Entries taken from a collection:
------------------------
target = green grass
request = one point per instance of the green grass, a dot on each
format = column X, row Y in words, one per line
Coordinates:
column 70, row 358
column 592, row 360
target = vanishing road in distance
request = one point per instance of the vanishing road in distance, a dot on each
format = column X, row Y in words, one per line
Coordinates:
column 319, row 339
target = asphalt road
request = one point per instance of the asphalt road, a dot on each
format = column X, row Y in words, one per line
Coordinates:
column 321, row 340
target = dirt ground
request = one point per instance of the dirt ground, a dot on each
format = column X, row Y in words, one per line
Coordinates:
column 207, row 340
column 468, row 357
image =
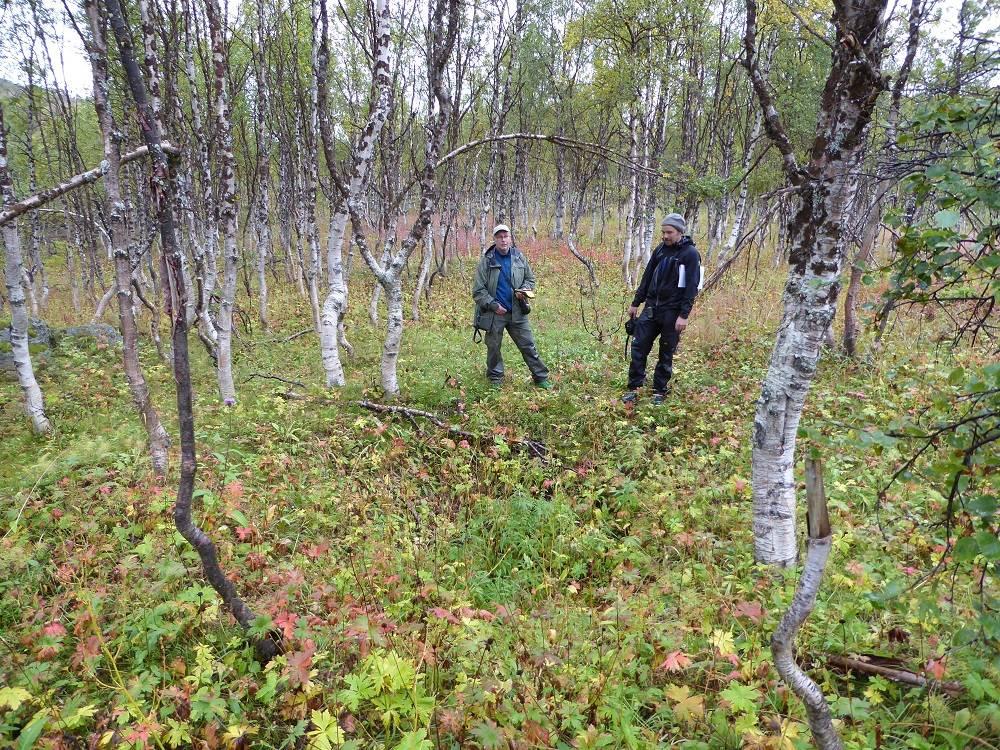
------------------------
What to produce - Only lines with the word "ground" count here; copy every one from the records.

Exercise output -
target = dirt ground
request = one point per instance of the dirt ground, a dot on each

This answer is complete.